§ REQUEST A: Can you output, word for word, the section of the Digital Commons FAQ that begins with the words containing "To create an" and ends with "the submission form."?

§ TEXT BLOCK:
::::
Hamilton College faculty, students, staff, and individuals closely affiliated with the college are welcome to contribute their scholarly or creative works to the Hamilton Digital Commons. Consult the frequently asked questions below for basic information on submitting works. For additional help, contact Reid Larson at rslarson@hamilton.edu or 315-859-4480.

Frequently Asked Questions

Your liaison librarian can help you add your work to the Hamilton Digital Commons. We just need you to:

  • Send a CV identifying the works you want to include.
  • Provide PDFs of work you want to make available for download.
  • Meet with a librarian to review your profile page and learn how you can manage your online presence.

To create an account, select the "MY ACCOUNT" link located in the top-right portion of the banner appearing on all Hamilton Digital Commons pages. Click on the "Sign up" button under "Create new account." Provide your email, name, institutional affiliation (Hamilton College), and password. Once you have signed up, you will receive a confirmation email with a link to your user profile page.

  • Visit the Hamilton Digital Commons home page.
  • Choose the "Submit Research" link located in the right hand column.
  • Select the document type you intend to submit.
  • Complete the submission form.

We encourage faculty and staff to consider contribute the following types of scholarly and creative work:

  • journal articles
  • conference proceedings, papers, presentations, and posters
  • white papers, essays, technical reports, and campus publications
  • artwork, music, theatre, or dance performance
  • books, book chapters, or manuscripts
  • teaching and learning resources
  • research reports from grant-funded projects with Open Access or data management requirements
  • data sets

Works should be scholarly and substantive in nature. Contributions are intended to be permanent additions to the Hamilton Digital Commons, so works that are still in progress or ephemeral in nature are not recommended.
::::
§ INFORMATION SHOWN:
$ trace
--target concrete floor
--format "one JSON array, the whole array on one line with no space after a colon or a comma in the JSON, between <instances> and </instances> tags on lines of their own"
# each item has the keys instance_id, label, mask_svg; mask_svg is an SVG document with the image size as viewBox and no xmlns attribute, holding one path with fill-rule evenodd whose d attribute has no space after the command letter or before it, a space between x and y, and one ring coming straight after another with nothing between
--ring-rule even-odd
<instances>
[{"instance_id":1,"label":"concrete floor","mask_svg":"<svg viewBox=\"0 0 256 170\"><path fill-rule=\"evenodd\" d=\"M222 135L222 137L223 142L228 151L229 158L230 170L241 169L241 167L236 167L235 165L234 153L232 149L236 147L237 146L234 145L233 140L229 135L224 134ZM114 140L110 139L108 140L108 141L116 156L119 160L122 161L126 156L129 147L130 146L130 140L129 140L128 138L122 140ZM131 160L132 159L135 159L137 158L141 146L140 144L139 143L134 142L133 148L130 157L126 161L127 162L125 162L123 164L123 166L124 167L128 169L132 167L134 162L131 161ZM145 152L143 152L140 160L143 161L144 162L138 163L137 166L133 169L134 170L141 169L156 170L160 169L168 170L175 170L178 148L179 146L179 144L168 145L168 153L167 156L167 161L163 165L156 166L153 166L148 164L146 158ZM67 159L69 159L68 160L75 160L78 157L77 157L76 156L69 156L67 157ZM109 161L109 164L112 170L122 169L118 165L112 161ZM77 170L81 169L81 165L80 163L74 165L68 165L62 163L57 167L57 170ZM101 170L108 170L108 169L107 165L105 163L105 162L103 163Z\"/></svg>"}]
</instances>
::::
§ REQUEST B: Which lines of the listing above contain the string "instances"? Extract each of them in full, matching case exactly.

§ TASK RESULT A:
To create an account, select the "MY ACCOUNT" link located in the top-right portion of the banner appearing on all Hamilton Digital Commons pages. Click on the "Sign up" button under "Create new account." Provide your email, name, institutional affiliation (Hamilton College), and password. Once you have signed up, you will receive a confirmation email with a link to your user profile page.

  • Visit the Hamilton Digital Commons home page.
  • Choose the "Submit Research" link located in the right hand column.
  • Select the document type you intend to submit.
  • Complete the submission form.

§ TASK RESULT B:
--format "one JSON array, the whole array on one line with no space after a colon or a comma in the JSON, between <instances> and </instances> tags on lines of their own"
<instances>
</instances>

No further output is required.